Set down, word for word, the lines from the one holding "twig. Do not add anything beyond the points." to the final line, both included, and skip the pictures.

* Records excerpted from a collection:

=-=-=-=-=

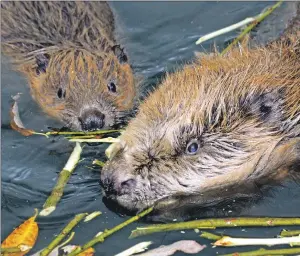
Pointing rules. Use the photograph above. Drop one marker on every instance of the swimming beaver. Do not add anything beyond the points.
(221, 128)
(77, 72)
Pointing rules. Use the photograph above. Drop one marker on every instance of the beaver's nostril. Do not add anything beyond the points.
(92, 121)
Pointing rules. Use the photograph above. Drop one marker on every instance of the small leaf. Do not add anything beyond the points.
(23, 236)
(15, 121)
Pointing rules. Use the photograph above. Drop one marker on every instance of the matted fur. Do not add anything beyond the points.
(243, 109)
(69, 46)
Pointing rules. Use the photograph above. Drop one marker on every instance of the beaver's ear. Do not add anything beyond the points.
(119, 52)
(268, 106)
(42, 61)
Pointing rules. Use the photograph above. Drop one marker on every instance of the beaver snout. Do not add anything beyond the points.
(92, 120)
(117, 185)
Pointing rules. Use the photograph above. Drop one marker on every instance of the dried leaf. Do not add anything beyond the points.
(140, 247)
(24, 235)
(186, 246)
(15, 121)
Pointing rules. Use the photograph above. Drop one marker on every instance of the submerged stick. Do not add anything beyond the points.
(225, 30)
(63, 234)
(262, 251)
(100, 238)
(57, 192)
(286, 233)
(232, 241)
(215, 223)
(259, 18)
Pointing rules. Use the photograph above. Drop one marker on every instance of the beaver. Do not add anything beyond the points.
(77, 72)
(226, 126)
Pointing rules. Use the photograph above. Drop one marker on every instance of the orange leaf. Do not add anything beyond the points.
(88, 252)
(15, 121)
(24, 235)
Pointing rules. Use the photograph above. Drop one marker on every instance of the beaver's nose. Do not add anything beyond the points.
(116, 185)
(92, 120)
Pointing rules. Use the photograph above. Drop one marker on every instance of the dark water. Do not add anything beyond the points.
(158, 37)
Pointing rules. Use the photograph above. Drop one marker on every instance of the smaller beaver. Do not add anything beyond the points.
(221, 128)
(77, 72)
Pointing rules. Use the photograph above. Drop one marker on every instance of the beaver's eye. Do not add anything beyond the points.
(192, 147)
(59, 93)
(112, 87)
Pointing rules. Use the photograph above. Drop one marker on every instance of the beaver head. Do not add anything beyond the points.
(77, 72)
(224, 121)
(83, 90)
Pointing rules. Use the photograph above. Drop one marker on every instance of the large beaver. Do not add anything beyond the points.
(76, 70)
(220, 128)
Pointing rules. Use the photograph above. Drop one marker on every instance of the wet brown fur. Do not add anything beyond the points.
(242, 108)
(76, 43)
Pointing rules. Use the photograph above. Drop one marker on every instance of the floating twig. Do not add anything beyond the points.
(104, 140)
(63, 233)
(107, 232)
(264, 252)
(92, 216)
(215, 223)
(99, 132)
(285, 233)
(57, 192)
(259, 18)
(232, 241)
(225, 30)
(18, 249)
(98, 162)
(210, 236)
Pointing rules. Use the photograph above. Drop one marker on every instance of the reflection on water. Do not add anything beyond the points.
(158, 37)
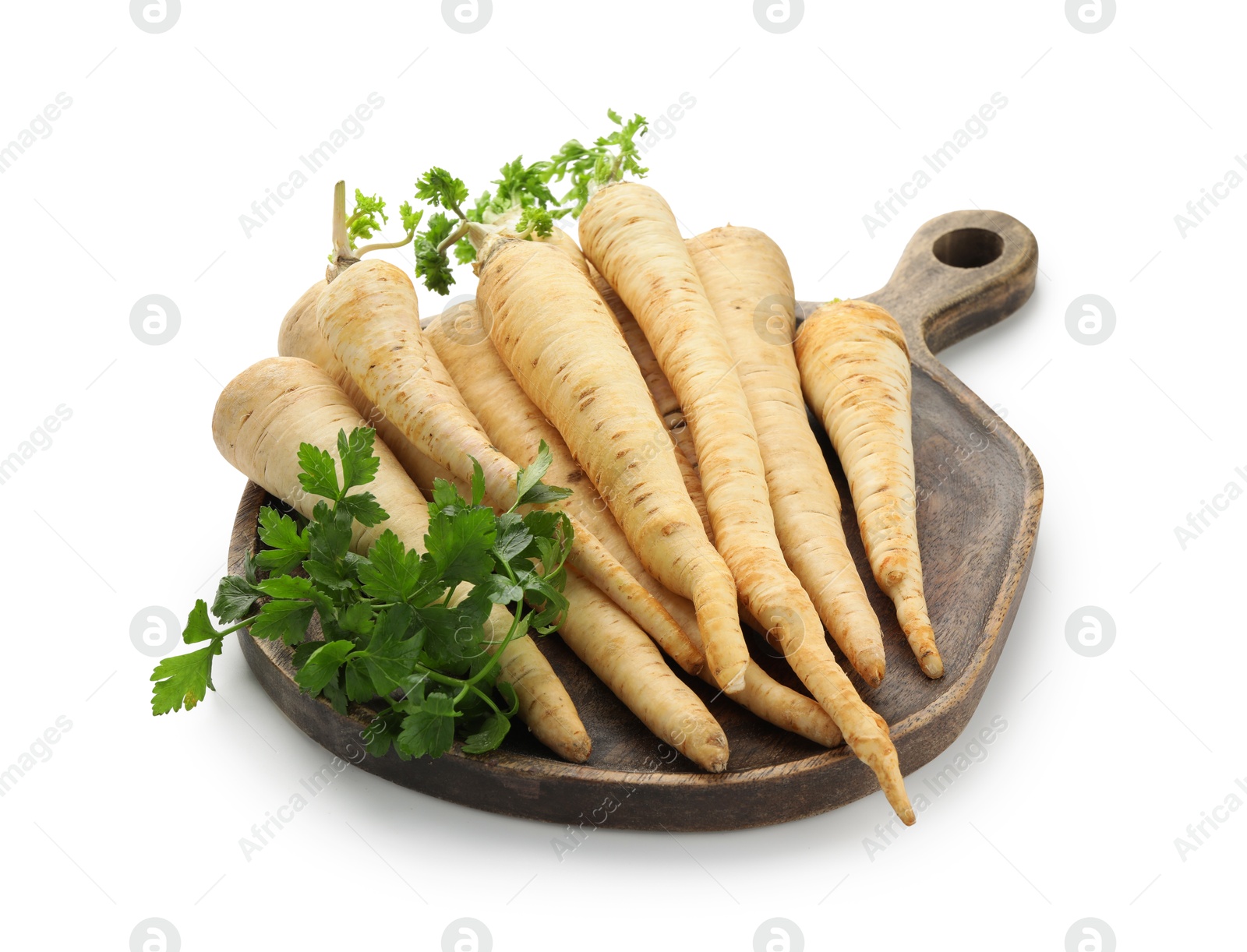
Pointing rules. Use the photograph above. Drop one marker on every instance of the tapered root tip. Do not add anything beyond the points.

=-=-=-=-=

* WRITTEN ANSWER:
Pointing rules. Use the photograph above. Drop one marker on every instance of the floating twig. Do not add anything beyond the points.
(104, 140)
(63, 233)
(107, 232)
(264, 252)
(92, 216)
(215, 223)
(99, 132)
(285, 233)
(57, 192)
(259, 18)
(232, 241)
(225, 30)
(18, 249)
(98, 162)
(210, 236)
Pointing rules. Use the photograph above. Drop one marker on every instance of the reflection on water. Do not add anything beyond the points.
(158, 37)
Pointing rules. Use the photograph above. Drop one marker on every instance of the tapered root tip. Do not add anything beyond the points.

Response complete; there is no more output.